Data records:

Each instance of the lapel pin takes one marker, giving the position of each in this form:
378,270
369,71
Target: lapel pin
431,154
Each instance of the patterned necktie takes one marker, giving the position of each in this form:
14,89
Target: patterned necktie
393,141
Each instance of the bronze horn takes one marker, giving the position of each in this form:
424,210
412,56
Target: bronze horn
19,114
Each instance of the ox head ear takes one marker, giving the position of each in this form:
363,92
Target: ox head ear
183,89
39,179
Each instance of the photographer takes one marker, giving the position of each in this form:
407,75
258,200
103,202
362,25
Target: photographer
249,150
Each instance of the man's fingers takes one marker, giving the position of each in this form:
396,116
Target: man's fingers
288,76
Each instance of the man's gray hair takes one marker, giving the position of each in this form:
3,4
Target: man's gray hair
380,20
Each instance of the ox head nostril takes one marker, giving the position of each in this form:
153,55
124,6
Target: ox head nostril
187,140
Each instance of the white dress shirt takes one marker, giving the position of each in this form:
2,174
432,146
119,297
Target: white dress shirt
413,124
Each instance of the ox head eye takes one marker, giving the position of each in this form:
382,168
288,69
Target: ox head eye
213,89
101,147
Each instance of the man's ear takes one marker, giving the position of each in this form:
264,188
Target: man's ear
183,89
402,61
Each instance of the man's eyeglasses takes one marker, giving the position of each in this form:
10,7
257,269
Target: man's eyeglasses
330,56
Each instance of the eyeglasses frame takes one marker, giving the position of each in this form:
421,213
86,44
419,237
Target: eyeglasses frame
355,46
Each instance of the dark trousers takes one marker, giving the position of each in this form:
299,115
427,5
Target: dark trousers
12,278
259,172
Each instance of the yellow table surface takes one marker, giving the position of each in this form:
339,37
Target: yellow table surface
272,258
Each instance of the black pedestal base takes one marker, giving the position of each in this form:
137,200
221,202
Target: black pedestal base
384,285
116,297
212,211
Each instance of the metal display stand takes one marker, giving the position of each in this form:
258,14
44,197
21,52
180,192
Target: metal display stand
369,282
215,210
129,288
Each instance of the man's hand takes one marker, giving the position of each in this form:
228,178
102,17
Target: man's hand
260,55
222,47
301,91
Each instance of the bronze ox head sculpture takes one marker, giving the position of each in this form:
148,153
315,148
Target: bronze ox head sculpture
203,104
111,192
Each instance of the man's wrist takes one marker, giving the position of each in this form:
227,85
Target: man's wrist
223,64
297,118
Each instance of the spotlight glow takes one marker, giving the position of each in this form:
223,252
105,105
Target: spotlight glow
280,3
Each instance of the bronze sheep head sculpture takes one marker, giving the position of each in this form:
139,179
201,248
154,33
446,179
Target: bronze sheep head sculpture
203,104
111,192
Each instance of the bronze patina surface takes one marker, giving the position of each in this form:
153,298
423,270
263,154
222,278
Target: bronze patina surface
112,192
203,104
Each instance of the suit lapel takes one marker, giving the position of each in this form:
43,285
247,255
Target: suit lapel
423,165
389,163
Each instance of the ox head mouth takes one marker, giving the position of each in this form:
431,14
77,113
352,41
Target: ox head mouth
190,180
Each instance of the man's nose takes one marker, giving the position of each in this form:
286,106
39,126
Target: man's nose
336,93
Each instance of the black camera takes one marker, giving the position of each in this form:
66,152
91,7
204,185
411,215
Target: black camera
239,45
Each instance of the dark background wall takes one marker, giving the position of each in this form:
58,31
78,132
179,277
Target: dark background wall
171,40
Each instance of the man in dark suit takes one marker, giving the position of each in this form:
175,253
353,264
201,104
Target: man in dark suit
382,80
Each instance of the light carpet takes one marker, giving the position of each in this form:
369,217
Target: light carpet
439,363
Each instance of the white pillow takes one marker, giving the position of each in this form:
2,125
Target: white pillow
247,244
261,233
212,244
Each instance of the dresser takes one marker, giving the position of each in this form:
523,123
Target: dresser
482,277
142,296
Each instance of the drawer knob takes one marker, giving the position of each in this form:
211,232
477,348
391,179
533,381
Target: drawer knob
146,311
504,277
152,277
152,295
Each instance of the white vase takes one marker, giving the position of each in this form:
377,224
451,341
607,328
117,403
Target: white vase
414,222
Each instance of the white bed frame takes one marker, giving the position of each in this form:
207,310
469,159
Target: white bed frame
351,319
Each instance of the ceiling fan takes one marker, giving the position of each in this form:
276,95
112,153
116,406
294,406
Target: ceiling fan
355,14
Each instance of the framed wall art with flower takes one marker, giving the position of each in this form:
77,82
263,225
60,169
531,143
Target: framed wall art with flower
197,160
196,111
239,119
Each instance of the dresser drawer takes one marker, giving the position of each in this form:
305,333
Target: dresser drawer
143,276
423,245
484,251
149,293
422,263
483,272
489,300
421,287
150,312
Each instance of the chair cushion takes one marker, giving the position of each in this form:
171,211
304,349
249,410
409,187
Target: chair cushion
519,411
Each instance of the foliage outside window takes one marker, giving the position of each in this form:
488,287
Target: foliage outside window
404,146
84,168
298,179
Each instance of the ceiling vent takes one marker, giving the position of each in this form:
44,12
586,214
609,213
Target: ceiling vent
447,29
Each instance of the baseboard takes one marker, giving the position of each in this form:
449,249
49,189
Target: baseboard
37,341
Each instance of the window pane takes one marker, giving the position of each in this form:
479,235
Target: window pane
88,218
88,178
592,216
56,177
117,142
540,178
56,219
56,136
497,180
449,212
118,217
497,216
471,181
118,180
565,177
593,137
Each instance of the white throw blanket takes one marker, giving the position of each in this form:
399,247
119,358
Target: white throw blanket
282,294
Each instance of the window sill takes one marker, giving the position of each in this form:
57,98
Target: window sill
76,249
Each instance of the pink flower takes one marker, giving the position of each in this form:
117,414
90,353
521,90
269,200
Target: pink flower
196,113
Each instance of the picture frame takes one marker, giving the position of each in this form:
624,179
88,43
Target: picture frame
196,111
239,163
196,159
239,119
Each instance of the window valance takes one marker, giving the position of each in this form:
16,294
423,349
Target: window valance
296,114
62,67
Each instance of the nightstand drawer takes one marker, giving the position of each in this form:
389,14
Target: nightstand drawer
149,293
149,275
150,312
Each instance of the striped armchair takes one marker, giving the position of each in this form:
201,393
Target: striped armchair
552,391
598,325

Task to carry out:
All lines from the one with "Each instance of the baseboard" through the final line above are to be quoted exactly; quote no other line.

Response for this exercise:
Each instance of the baseboard takes one marker, giving the position of each in this form:
449,249
49,189
Target: baseboard
37,341
Each instance of the window pane takes one marker, giving the position of each in this form:
479,235
Target: window pane
88,218
88,178
592,216
56,177
117,142
540,178
56,219
56,136
497,180
449,212
118,217
497,216
471,181
118,180
565,177
593,137
Each instance of the white throw blanket takes one marker, giving the position of each in this form:
399,247
119,358
Target: white throw blanket
282,294
Each instance of the window sill takes one marker, giving the position of each in this form:
57,98
Target: window sill
76,249
Each instance of the pink flower takes one marker, giving the position of each in this form:
117,414
90,353
521,90
269,200
Target: pink flower
196,113
Each instance of the picture frame takes one marker, giving the position of each in this form:
624,179
88,43
Target: picture frame
196,111
239,163
196,159
239,119
Each instance of the window valance takes one marker, giving the position of each in this form:
16,294
423,349
Target: window valance
296,114
62,67
Each instance of the nightstand drawer takes one marker, giving the position of each in this form:
389,14
Target: nightstand drawer
149,293
149,275
150,312
Each instance of the striped armchair takes one marker, giving the position of each in this form:
201,393
Target: striped armchair
552,391
598,325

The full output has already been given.